Object location annotation data
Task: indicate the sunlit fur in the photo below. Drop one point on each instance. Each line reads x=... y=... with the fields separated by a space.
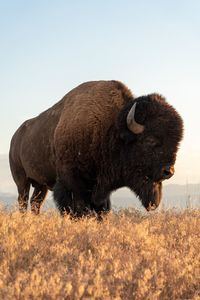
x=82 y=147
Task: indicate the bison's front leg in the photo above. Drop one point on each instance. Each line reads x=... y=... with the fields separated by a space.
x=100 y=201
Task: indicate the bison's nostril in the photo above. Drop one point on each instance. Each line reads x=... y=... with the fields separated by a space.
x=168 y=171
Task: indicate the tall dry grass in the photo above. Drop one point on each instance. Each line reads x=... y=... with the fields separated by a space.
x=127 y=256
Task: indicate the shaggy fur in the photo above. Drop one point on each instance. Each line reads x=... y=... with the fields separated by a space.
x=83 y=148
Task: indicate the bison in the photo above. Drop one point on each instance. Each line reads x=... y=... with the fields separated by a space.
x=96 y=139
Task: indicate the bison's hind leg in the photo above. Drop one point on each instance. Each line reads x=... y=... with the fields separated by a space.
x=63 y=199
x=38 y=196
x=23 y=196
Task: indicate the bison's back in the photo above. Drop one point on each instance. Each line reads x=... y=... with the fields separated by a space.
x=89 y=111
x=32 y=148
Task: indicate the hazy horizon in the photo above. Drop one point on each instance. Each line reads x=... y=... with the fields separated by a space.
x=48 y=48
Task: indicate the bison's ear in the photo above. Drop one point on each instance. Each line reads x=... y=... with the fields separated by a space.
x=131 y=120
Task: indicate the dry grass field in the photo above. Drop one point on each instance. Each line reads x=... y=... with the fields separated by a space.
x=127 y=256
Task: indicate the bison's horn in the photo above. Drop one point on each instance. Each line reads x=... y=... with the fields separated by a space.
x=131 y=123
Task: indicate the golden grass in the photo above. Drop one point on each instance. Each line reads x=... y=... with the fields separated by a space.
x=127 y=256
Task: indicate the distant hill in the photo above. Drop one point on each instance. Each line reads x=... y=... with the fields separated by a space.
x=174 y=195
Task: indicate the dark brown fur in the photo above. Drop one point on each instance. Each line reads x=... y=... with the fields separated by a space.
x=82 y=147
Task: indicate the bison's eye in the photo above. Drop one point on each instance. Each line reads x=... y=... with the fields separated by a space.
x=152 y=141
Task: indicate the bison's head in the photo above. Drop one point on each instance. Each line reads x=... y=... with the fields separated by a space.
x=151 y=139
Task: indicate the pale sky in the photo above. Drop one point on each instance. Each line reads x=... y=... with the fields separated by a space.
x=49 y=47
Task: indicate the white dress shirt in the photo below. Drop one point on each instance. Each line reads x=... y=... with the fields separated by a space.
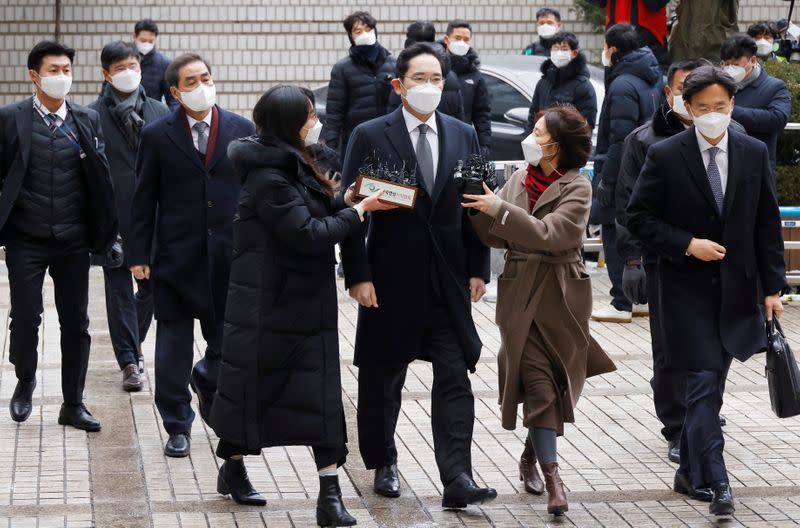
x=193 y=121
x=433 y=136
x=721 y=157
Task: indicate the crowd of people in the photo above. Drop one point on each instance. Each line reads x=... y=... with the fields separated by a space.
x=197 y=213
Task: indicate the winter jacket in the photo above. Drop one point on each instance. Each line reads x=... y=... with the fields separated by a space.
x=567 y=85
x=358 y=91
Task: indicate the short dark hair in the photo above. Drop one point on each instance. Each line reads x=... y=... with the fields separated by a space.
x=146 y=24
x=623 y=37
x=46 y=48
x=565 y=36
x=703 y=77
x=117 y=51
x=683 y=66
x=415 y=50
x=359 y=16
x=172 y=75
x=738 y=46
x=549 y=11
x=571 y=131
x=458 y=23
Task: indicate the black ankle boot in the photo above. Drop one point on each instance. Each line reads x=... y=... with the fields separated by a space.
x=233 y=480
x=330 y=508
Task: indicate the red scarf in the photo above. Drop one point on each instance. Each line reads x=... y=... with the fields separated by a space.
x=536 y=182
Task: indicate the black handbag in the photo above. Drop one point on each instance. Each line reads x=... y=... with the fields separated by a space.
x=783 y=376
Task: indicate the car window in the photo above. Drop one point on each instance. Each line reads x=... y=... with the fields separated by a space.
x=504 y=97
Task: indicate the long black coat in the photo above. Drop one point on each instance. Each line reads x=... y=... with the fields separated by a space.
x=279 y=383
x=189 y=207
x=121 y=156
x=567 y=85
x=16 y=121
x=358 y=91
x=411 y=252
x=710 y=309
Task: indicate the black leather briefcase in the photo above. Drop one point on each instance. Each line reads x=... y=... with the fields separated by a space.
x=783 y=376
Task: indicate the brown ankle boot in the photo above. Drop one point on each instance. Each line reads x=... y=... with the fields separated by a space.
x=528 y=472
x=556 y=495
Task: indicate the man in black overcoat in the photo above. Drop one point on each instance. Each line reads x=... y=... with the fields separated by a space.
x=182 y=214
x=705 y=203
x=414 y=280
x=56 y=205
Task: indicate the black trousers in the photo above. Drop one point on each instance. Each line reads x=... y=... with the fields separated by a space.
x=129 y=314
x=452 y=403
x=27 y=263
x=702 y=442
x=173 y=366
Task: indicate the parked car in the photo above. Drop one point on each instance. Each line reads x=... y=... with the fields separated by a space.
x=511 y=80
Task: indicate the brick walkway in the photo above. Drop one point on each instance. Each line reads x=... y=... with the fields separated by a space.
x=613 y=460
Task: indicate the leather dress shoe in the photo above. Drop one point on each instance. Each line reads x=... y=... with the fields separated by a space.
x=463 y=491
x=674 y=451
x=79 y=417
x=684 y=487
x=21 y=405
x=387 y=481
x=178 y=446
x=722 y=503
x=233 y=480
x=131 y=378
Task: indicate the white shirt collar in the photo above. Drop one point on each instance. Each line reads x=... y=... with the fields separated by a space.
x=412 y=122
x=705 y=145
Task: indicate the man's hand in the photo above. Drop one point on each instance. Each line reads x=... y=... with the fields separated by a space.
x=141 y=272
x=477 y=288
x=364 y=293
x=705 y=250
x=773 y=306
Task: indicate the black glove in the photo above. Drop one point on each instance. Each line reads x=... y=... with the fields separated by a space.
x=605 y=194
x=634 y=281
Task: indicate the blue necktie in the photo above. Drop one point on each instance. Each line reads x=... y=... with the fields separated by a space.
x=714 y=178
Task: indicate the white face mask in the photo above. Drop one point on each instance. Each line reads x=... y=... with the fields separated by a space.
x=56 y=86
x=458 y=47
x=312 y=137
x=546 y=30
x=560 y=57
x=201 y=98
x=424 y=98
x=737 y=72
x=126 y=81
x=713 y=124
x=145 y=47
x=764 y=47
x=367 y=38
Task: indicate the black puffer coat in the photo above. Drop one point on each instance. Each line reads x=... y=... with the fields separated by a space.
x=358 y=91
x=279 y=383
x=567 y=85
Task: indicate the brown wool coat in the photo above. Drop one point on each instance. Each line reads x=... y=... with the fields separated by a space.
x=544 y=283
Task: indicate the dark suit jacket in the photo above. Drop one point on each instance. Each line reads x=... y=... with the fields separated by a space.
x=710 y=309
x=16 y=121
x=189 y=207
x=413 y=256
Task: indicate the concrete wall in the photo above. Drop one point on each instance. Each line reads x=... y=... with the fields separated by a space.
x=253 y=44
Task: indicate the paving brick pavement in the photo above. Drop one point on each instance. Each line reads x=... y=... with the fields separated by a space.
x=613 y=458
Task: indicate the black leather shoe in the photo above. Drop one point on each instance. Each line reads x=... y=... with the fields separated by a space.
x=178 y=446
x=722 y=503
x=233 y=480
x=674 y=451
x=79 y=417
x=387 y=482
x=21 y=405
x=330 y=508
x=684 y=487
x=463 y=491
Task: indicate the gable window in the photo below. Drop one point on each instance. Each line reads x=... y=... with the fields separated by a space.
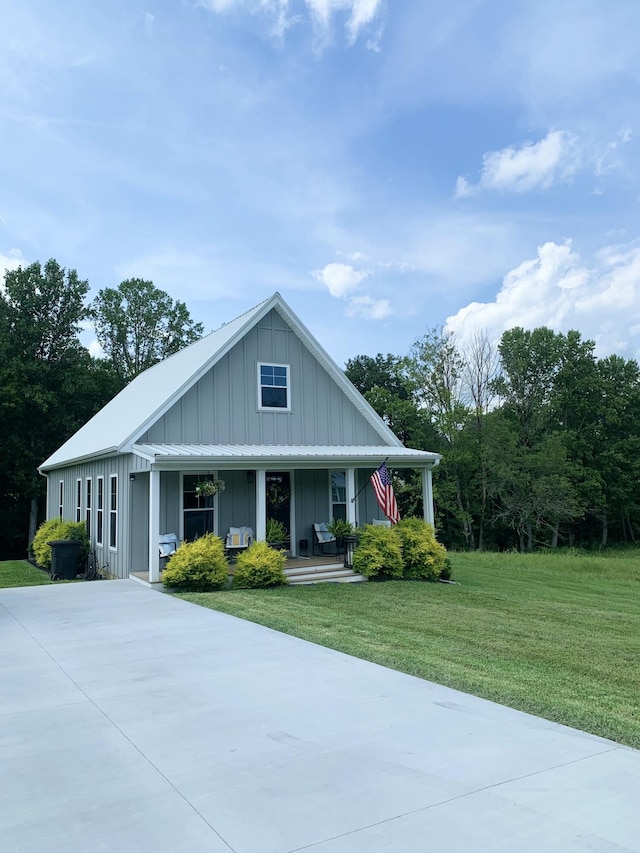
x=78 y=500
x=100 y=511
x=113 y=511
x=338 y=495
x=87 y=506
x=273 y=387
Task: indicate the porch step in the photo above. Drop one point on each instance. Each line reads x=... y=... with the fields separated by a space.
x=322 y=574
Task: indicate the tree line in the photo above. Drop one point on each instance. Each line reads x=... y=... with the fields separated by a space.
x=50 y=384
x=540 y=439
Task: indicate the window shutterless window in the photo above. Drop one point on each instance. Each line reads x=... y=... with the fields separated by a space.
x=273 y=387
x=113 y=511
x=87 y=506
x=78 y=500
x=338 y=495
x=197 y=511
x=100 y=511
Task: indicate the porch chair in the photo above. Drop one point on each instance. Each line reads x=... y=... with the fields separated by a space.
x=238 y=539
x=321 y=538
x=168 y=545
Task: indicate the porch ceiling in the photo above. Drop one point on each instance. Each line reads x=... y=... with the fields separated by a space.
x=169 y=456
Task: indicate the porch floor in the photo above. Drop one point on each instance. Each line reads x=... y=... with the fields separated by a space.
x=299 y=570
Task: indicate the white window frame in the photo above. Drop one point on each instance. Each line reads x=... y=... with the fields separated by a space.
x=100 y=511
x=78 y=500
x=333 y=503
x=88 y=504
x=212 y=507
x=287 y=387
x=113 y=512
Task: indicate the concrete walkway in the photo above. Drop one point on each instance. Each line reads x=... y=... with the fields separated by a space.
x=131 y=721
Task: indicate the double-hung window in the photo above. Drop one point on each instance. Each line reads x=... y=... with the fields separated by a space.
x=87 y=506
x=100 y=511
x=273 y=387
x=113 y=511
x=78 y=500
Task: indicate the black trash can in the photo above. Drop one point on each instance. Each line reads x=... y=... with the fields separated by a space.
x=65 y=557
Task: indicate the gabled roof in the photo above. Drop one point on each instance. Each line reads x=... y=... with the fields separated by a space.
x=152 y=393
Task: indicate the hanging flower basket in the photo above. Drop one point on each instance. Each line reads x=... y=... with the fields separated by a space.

* * *

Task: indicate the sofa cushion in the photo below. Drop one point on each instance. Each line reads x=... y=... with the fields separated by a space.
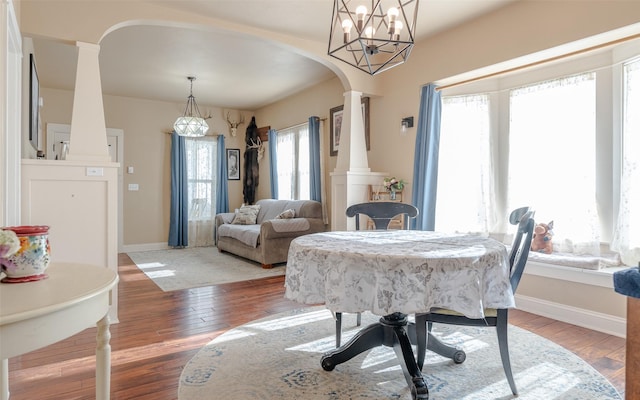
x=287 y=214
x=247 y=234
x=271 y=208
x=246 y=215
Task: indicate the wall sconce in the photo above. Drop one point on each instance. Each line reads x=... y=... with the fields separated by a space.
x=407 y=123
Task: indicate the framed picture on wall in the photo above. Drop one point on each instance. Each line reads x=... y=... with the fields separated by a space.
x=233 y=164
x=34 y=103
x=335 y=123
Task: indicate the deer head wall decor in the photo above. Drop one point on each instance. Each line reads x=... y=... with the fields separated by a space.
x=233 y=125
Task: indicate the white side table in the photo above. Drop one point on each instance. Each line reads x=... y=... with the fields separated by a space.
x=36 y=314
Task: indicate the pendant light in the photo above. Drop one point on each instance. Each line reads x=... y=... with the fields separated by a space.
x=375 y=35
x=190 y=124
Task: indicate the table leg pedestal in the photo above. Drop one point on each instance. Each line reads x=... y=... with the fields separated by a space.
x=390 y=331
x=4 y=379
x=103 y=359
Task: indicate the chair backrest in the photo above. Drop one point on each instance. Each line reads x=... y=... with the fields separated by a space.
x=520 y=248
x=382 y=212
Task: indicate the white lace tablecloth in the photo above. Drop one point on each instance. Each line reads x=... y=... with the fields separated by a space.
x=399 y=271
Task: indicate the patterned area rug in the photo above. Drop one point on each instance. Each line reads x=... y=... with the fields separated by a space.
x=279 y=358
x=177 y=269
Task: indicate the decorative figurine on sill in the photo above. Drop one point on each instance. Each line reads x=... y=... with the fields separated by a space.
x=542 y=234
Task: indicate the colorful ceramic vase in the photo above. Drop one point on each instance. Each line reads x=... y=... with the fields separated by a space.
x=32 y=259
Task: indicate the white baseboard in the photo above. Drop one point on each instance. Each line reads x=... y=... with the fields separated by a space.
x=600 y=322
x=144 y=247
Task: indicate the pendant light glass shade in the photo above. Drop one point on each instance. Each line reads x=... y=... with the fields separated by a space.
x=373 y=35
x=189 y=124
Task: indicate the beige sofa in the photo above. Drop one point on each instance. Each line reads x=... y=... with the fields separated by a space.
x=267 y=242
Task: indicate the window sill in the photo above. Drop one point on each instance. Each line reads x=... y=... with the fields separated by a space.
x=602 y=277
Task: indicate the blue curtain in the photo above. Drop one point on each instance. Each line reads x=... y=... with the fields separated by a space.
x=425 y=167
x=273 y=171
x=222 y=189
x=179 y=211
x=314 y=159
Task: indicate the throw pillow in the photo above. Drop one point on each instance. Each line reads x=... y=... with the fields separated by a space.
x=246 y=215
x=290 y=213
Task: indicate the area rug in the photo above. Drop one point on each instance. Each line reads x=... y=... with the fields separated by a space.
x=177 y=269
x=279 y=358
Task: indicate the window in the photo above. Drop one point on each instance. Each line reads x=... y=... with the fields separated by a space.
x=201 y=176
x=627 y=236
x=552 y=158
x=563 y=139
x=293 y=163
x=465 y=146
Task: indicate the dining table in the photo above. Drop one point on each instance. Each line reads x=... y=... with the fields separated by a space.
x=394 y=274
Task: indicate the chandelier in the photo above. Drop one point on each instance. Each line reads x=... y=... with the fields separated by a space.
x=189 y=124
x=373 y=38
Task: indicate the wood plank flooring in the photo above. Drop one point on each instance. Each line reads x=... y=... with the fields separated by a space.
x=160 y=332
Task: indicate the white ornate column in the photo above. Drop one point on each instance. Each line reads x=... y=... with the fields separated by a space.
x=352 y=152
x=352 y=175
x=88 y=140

...

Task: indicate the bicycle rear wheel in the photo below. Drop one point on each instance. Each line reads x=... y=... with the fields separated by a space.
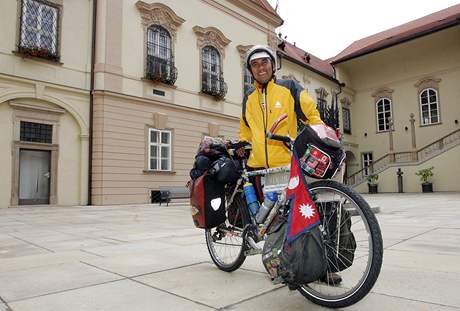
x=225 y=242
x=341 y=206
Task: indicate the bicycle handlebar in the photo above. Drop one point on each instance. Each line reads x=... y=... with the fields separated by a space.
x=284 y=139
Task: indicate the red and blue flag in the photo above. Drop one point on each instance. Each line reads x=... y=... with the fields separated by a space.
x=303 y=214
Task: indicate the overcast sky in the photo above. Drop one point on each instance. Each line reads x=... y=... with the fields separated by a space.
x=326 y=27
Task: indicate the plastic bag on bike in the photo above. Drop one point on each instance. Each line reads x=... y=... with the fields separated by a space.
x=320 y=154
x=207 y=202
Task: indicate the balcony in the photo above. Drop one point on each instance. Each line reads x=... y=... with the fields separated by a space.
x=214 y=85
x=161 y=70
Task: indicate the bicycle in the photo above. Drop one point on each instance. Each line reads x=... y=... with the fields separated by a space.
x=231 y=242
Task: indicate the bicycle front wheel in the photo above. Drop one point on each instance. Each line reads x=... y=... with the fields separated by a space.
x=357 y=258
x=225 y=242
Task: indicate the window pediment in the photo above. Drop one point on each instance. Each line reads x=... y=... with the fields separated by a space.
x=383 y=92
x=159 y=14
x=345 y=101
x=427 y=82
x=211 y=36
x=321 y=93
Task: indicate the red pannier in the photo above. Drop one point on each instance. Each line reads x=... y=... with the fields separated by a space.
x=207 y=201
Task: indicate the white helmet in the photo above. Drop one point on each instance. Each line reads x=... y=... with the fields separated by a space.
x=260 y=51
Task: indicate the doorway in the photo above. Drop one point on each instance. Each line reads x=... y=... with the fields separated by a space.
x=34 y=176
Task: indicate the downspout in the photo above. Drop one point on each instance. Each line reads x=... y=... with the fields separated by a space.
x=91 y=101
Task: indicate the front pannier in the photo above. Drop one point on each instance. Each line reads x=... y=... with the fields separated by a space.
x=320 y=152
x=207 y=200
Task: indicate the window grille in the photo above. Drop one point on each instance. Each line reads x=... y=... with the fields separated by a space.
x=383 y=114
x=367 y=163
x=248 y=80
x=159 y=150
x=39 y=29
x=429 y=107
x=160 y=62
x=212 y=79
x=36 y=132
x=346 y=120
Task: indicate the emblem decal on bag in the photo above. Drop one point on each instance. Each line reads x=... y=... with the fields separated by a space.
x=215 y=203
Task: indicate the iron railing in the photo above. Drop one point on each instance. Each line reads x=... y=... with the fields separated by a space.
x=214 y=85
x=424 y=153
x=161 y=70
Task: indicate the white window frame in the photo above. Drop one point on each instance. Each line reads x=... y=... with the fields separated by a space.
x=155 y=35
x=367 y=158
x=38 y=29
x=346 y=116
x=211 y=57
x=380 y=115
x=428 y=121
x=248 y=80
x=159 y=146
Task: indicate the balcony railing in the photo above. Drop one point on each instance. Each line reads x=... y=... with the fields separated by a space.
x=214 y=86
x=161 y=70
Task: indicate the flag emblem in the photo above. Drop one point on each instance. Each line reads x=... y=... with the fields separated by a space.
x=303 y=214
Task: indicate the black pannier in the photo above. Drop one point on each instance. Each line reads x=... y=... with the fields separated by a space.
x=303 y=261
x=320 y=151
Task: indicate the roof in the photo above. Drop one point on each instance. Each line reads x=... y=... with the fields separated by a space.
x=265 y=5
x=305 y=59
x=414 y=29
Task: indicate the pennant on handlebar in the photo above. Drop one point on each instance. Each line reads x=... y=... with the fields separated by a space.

### [PROBLEM DETAILS]
Tally the rows above that contain the string "handlebar", matching case exactly, and reply with only that number.

### [TASK SOLUTION]
2